- Exercise aim:
Locate every line in the entries below that contains the word "trunk" and reproduce each such line in full. Treat the match as case-sensitive.
☆ ☆ ☆ ☆ ☆
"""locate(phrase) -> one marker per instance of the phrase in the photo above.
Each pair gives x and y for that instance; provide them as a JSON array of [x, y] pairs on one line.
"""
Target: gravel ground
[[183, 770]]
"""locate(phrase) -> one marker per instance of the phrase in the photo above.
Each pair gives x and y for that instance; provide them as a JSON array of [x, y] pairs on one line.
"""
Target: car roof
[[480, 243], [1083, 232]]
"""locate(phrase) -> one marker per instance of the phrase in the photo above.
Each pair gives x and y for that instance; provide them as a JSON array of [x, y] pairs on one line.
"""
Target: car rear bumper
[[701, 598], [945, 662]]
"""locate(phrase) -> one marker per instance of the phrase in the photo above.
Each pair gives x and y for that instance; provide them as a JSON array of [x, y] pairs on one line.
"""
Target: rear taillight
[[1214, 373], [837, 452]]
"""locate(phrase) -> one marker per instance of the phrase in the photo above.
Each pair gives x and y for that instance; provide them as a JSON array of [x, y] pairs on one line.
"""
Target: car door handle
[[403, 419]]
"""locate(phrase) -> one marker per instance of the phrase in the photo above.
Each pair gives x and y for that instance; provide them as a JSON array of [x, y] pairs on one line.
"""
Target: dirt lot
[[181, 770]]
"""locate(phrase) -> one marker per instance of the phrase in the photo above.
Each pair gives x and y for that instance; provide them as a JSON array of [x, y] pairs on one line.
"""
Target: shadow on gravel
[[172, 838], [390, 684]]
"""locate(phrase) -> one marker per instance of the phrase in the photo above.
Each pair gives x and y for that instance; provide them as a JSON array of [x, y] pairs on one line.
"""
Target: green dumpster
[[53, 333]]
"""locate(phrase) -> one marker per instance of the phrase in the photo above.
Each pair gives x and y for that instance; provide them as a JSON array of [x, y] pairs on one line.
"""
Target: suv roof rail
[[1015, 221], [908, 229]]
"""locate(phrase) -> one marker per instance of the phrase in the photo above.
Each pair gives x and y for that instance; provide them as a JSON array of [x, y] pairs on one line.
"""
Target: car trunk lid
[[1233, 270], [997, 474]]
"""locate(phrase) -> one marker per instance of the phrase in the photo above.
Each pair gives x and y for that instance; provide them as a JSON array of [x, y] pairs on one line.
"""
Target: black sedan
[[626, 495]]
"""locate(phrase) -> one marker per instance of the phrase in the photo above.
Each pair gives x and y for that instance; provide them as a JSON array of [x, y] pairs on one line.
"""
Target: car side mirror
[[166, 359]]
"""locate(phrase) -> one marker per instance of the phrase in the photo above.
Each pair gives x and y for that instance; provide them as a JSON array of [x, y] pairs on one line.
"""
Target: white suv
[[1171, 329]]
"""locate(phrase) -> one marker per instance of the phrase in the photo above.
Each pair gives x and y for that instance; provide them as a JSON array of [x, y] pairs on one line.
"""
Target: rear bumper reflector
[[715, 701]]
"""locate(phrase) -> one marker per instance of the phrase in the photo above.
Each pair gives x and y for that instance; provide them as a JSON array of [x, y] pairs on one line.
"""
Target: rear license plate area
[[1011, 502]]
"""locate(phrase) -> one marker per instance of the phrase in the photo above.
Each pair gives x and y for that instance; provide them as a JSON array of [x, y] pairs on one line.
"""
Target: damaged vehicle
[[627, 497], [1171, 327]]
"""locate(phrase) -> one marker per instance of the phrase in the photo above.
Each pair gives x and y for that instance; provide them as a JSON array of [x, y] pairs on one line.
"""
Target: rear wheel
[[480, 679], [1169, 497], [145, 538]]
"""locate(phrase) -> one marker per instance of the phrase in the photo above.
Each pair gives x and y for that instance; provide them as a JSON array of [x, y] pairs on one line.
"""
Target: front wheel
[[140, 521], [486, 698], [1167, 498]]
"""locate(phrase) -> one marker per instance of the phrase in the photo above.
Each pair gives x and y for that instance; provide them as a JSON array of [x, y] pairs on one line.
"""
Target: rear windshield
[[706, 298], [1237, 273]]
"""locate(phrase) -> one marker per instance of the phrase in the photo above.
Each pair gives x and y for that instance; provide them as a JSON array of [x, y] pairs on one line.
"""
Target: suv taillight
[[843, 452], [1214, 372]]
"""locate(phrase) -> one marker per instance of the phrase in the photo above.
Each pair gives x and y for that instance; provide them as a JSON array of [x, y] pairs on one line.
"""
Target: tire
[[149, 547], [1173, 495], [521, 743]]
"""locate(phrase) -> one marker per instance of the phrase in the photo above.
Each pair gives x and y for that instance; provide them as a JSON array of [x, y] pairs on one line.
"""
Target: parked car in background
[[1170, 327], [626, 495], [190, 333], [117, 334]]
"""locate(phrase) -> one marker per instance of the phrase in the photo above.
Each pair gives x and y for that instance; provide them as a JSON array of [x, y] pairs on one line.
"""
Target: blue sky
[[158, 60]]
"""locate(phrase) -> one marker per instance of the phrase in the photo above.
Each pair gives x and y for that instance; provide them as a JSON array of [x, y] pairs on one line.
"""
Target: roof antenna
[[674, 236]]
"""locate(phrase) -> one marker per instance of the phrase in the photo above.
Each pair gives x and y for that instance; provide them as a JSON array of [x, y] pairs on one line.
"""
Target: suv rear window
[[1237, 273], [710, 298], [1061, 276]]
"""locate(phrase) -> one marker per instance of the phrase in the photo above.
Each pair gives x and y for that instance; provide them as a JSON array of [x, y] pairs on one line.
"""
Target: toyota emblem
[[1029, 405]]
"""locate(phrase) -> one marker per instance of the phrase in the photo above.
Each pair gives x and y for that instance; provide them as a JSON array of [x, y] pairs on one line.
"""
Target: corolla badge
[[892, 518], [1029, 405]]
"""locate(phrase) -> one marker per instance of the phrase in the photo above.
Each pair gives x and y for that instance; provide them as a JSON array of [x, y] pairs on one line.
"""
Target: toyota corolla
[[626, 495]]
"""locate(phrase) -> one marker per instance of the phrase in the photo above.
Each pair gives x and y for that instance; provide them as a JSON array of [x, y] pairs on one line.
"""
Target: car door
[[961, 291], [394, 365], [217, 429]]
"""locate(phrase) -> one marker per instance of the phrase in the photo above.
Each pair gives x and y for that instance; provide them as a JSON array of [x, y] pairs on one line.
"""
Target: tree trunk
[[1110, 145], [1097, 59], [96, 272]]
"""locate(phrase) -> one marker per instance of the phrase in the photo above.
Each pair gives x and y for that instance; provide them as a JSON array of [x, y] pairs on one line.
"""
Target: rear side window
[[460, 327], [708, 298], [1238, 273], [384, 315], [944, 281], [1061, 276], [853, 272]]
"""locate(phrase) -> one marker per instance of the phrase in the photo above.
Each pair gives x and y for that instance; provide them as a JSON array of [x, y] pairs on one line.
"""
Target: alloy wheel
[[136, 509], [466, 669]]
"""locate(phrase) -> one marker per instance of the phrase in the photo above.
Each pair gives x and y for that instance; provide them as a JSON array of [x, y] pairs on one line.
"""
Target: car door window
☆ ☆ ☆ ☆ ☆
- Correct answer:
Target: car trunk lid
Target: tree trunk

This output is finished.